→ PASSAGE GIVEN

Destructive comment stripping changes offsets
Consider this source:
/* Header
* spanning
* several lines
*/
void init(void) {
}
If comment removal replaces the whole block with one space, the cleaned text has fewer newline characters. A match offset from the cleaned string no longer points to the same line in the original string.
Counting lines here is wrong:
let cleaned = remove_comments(source);
let offset = regex.find(&cleaned).unwrap().start();
let line = byte_offset_to_line(&cleaned, offset);
The UI needs line numbers in the original file, not the cleaned working string.
Option 1: preserve newlines while stripping comments
At minimum, keep newline characters inside comments:
fn strip_comments_preserve_newlines(src: &str) -> String {
let mut out = String::new();
let mut chars = src.chars().peekable();
while let Some(ch) = chars.next() {
if ch == '/' && chars.peek() == Some(&'*') {
chars.next();
while let Some(c) = chars.next() {
if c == '\n' {
out.push('\n');
} else if c == '*' && chars.peek() == Some(&'/') {
chars.next();
break;
}
}
} else {
out.push(ch);
}
}
out
}
This keeps line counts stable, but it still does not make cleaned offsets identical in every case.

→ EXERCISE TASKS
(a) Translate this sentence from the passage on comment stripping into Spanish: "The UI needs line numbers in the original file, not the cleaned working string."
(b) Set down the stretch of the passage on comment stripping from "Destructive comment stripping" through "cleaned working string.", word for word.
(c) Pick up the passage on comment stripping and offsets after its last sentence and keep writing it.
The data that follow are separate from the passage on comment stripping.

Rows from a dataset:
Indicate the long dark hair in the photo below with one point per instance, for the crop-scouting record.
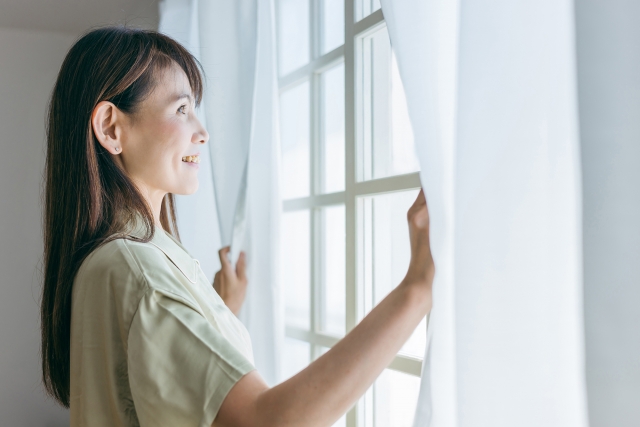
(88, 198)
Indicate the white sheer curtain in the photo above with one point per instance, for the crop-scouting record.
(235, 43)
(491, 91)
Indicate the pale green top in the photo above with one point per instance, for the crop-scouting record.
(152, 343)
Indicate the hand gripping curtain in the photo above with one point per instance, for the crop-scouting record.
(491, 92)
(234, 40)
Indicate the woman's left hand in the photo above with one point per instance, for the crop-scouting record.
(231, 284)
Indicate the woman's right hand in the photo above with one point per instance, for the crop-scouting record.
(421, 267)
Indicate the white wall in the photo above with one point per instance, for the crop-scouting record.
(608, 38)
(29, 62)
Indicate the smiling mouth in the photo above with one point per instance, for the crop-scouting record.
(191, 159)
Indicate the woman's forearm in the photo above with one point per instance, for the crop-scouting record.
(328, 387)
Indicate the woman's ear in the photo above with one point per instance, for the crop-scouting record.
(106, 123)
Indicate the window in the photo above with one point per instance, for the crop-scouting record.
(349, 176)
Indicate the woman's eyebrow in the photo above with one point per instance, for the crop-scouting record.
(182, 96)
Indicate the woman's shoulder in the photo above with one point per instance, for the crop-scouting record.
(124, 256)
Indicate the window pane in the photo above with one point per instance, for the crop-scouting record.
(395, 399)
(366, 7)
(333, 24)
(332, 310)
(384, 253)
(295, 271)
(333, 129)
(293, 34)
(342, 422)
(294, 127)
(296, 357)
(385, 136)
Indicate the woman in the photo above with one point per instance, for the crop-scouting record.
(132, 332)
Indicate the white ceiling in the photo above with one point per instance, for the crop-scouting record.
(77, 16)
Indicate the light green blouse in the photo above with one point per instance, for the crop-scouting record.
(152, 343)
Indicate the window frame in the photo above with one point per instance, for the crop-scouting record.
(350, 54)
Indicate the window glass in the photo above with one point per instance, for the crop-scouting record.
(294, 131)
(395, 399)
(365, 8)
(295, 268)
(293, 34)
(385, 136)
(333, 289)
(333, 129)
(296, 357)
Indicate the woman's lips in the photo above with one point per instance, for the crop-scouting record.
(191, 159)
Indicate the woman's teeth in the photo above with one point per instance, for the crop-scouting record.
(191, 159)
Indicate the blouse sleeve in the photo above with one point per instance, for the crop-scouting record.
(180, 367)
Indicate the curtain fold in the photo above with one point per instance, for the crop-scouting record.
(491, 92)
(239, 181)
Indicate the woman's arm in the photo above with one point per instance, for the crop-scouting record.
(328, 387)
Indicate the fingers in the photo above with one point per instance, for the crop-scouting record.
(224, 259)
(241, 266)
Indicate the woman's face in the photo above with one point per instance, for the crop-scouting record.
(161, 141)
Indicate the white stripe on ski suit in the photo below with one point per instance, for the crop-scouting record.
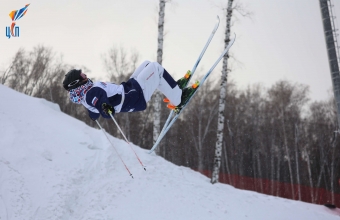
(149, 75)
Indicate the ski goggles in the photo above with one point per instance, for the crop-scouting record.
(77, 94)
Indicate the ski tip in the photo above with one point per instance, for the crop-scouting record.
(331, 206)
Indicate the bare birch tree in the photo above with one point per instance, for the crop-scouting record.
(158, 97)
(220, 122)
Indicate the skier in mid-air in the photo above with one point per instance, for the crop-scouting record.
(101, 98)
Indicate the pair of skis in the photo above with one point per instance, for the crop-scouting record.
(174, 114)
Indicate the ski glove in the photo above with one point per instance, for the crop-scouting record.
(108, 109)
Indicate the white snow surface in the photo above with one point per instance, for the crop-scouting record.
(53, 166)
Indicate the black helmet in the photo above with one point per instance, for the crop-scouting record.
(73, 79)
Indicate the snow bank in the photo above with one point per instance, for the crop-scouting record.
(53, 166)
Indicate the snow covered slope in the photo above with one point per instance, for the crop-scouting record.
(53, 166)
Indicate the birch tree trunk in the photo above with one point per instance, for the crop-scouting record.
(157, 99)
(287, 153)
(297, 160)
(220, 122)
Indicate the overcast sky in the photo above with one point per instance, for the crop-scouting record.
(284, 39)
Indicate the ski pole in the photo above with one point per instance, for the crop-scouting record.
(115, 149)
(127, 140)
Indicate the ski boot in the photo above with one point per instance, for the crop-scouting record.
(186, 96)
(182, 83)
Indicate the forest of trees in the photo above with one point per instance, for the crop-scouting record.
(273, 133)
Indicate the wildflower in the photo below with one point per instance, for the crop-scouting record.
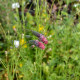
(20, 76)
(15, 5)
(16, 43)
(41, 28)
(20, 64)
(37, 43)
(22, 42)
(14, 28)
(41, 37)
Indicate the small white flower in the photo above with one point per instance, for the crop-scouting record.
(15, 5)
(16, 43)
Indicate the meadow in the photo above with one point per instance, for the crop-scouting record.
(39, 40)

→ EXPECTED RESPONSES
(a) La interfaz de usuario necesita los números de línea del archivo original, no de la cadena de trabajo limpia.

(b)
Destructive comment stripping changes offsets
Consider this source:
/* Header
* spanning
* several lines
*/
void init(void) {
}
If comment removal replaces the whole block with one space, the cleaned text has fewer newline characters. A match offset from the cleaned string no longer points to the same line in the original string.
Counting lines here is wrong:
let cleaned = remove_comments(source);
let offset = regex.find(&cleaned).unwrap().start();
let line = byte_offset_to_line(&cleaned, offset);
The UI needs line numbers in the original file, not the cleaned working string.

(c)
Option 2: map matches back to the original source
A safer pattern is:
- use cleaned text to avoid matching inside comments
- extract the function name from the match
- find the real location in the original source
- count lines on the original source
fn byte_offset_to_line(src: &str, offset: usize) -> u32 {
src[..offset.min(src.len())]
.bytes()
.filter(|b| *b == b'\n')
.count() as u32 + 1
}
fn line_for_function(original: &str, function_name: &str) -> Option<u32> {
let offset = original.find(function_name)?;
Some(byte_offset_to_line(original, offset))
}
For production parsers, avoid a naive find if the same name can appear in comments or declarations above the definition. Use nearby tokens, file context, or a small scanner to locate the definition in the original text.
Add a multiline comment fixture
The regression test should include the exact failure shape:
#[test]
fn function_line_after_multiline_comment_is_original_line() {
let source = "/* a\n * b\n * c\n */\nvoid init(void) {\n}\n";
let cleaned = strip_comments_preserve_newlines(source);
assert!(cleaned.contains("void init"));
let line = line_for_function(source, "init").unwrap();
assert_eq!(line, 5);
}
Do not test only one-line comments. That misses the offset collapse.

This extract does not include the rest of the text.